_What is asked_
Reproduce the forum thread below word for word, from its first line to its last.

My opinion and I voice it a lot. We need to to form a group to monitor things and report to the little man. How politicians vote. Where their real stance is. Report what the main stream news isn't.

The church Leadership should be United and fighting but instead they are building mega churches and mansions. Way the 501c3 is a church has no business with it. A preacher should be talking about sin. Instead of embracing it we should we should be saying no to it. A church rep should be able to tell a congregation what politicians believe and what the vote.

Sent from my XT1585 using Tapatalk


----------



## 8301 (Nov 29, 2014)

MaterielGeneral said:


> My opinion and I voice it a lot. We need to to form a group to monitor things and report to the little man. How politicians vote. Where their real stance is. Report what the main stream news isn't.


The "little man" is too interested in watching Kim Kardiasian's ass to listen.


----------



## MaterielGeneral (Jan 27, 2015)

John Galt said:


> The "little man" is too interested in watching Kim Kardiasian's ass to listen.


Yes and no. I'm a horn dog so I like looking(nobody tell my wife) but I'm a patriot and would turn a piece of ass away in a heartbeat in defense of the constitution and my God. Maybe I am a fool but I would like to believe a lot of folks still believe in the constitution and what it stands for. I think a lot of people have been fed B.S. under Obama and the education systems. I would like to think that some can make it back but maybe not.

_Stored records_
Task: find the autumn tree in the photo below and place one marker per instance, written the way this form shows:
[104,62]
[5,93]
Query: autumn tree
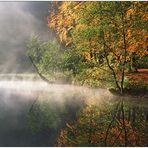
[110,31]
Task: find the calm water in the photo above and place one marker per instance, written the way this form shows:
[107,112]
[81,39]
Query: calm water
[25,103]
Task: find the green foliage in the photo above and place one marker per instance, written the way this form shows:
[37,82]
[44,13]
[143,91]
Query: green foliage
[95,77]
[46,55]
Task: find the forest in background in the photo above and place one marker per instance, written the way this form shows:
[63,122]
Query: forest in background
[97,43]
[102,45]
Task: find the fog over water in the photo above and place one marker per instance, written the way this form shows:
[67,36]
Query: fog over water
[17,22]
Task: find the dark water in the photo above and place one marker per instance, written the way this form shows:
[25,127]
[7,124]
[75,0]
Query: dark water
[21,114]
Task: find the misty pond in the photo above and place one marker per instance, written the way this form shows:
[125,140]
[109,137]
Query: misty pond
[33,113]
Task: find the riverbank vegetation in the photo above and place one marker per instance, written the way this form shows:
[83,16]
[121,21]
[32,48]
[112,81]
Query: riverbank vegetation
[97,43]
[103,45]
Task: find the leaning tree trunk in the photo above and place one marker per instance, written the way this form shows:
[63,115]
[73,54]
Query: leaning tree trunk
[41,76]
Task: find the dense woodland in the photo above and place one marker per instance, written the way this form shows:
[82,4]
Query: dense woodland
[98,45]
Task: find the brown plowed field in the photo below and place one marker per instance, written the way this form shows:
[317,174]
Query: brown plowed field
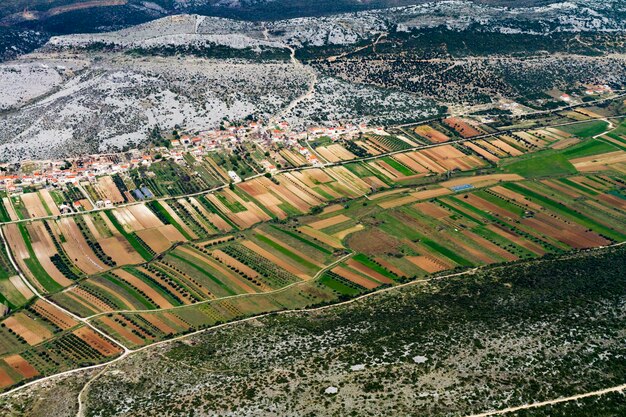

_Answer for this exercise_
My opinion and I voice it a lot. We need to to form a group to monitor things and report to the little man. How politicians vote. Where their real stance is. Report what the main stream news isn't.

The church Leadership should be United and fighting but instead they are building mega churches and mansions. Way the 501c3 is a church has no business with it. A preacher should be talking about sin. Instead of embracing it we should we should be saying no to it. A church rep should be able to tell a congregation what politicians believe and what the vote.

Sent from my XT1585 using Tapatalk


----------



## 8301 (Nov 29, 2014)

MaterielGeneral said:


> My opinion and I voice it a lot. We need to to form a group to monitor things and report to the little man. How politicians vote. Where their real stance is. Report what the main stream news isn't.


The "little man" is too interested in watching Kim Kardiasian's ass to listen.


----------



## MaterielGeneral (Jan 27, 2015)

John Galt said:


> The "little man" is too interested in watching Kim Kardiasian's ass to listen.


Yes and no. I'm a horn dog so I like looking(nobody tell my wife) but I'm a patriot and would turn a piece of ass away in a heartbeat in defense of the constitution and my God. Maybe I am a fool but I would like to believe a lot of folks still believe in the constitution and what it stands for. I think a lot of people have been fed B.S. under Obama and the education systems. I would like to think that some can make it back but maybe not.